A mensagem parece ter a boa intenção de prestar um serviço. Mas, já de início, tem uma série de problemas. Ela não traz nenhuma informação sobre os personagens da história(nomes, localização, características da região) e tem alguns erros básicos.
Por exemplo, teria sido impossível para o médico identificar o vírus da gripe na cebola examinada, usando um microscópio comum. E se imagina que um médico em uma fazenda, em 1919, não disporia de um microscópio eletrônico de varredura, essencial para se ver um organismo tão pequeno quanto um vírus.
Além disso, a mensagem afirma que a descoberta do vírus da gripe na cebola teria feito o médico concluir que o vegetal "absorve todas as bactérias". O médico precisaria ter uma grande deficiência de formação científica para concluir isso, porque vírus e bactérias são organismos completamente diferentes.
Mesmo com estes problemas, consultamos especialistas para avaliar as duas principais afirmações contidas na mensagem. Que a cebola cortada se torna um veneno e não deve ser consumida e que, por "absorver as bactérias", as cebolas cortadas poderiam ser usadas na prevenção de doenças, ao serem espalhadas pelos cômodos de uma casa.
Segundo Adriane Antunes, que comanda o curso de Nutrição da Faculdade de Ciências Aplicadas da UNICAMP, as cebolas, assim como qualquer hortaliça ou tempero, não têm qualquer propriedade particular de atrair bactérias. "Como seria feita essa atração? Com efeito de imã? Puxando ou sugando a bactéria? Não faz sentido", afirma Antunes
O que pode acontecer, de acordo com a professora, é o depósito de micróbios sobre a cebola, "seja porque alguém espirrou sobre, seja porque os microrganismos estão flutuando no ar, seja porque eles foram manipulados ou lavados com água contaminada".
As cebolas, portanto, não atraem bactérias(ou mesmo vírus), evitando que os humanos presentes no mesmo ambiente se contaminem. Uma conclusão que é reforçada por José Tadeu Colares Monteiro, pneumologista e coordenador da Comissão Científica de Infecções da Sociedade Brasileira de Pneumologia e Tisiologia (SBPT). Ele afirma que "não existem evidências científicas que mostrem que a absorção de vírus ou bactérias do ambiente faça parte do tratamento" - como é dito no áudio.
Além disso, Monteiro afirma que há um risco em colocar cebolas cortadas ao lado da cama. Ele explica que "qualquer composto orgânico em decomposição pode desencadear reações alérgicas irritantes à via aérea pelos odores fortes que são liberados".

* [Tarefa] Continue o texto sobre as cebolas cortadas e as bactérias, começando logo após a última frase apresentada.

* [Dados de origem]
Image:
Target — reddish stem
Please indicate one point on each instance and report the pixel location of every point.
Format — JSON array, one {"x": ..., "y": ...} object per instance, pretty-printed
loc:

* [Espaço para resposta]
Também ouvimos a doutora Adriana Antunes sobre a questão da toxicidade da cebola depois de cortada. Segundo a cientista, especializada em Nutrição, as cebolas não se tornam venenosas, mas elas se degradam com o tempo. Como qualquer produto orgânico e, portanto, qualquer alimento natural.
A degradação leva ao apodrecimento, quando os produtos orgânicos liberam substâncias tóxicas. Justamente o fenômeno citado pelo pneumologista que ouvimos e que faz com que não seja indicado espalhar cebolas cortadas pelos ambientes da sua casa.
O apodrecimento de alimentos, especialmente frutas, verduras e legumes é algo que qualquer pessoa que lide com alimentos no dia-a-dia conhece e normalmente sabe identificar. No caso da cebola, Adriana Antunes aconselha que, depois de cortada, ela seja consumida em até dois dias.
Também não é verdade que sempre que uma pessoa é atendida com intoxicação alimentar a primeira verificação é se a pessoa comeu cebola. Na verdade, os médico perguntam o que, quando e onde a pessoa comeu, para descobrir a fonte da contaminação. A cebola não tem nenhuma atenção especial nessa situação.
Mas há pelo menos um alerta importante na mensagem que circula na internet e que deve ser levado em consideração. Cachorros realmente não devem consumir cebola e nem alho, em grandes quantidades. Estes alimentos possuem uma substância chamada alicina, que pode provocar um tipo de anemia nestes animais.
Essa mensagem está circulando atualmente nos grupos, mas já foi distribuída e também publicada em redes sociais em outros anos. É uma mensagem recorrente, com a maior parte das informações falsas, que podem induzir as pessoas a procedimentos incorretos e até perigosos.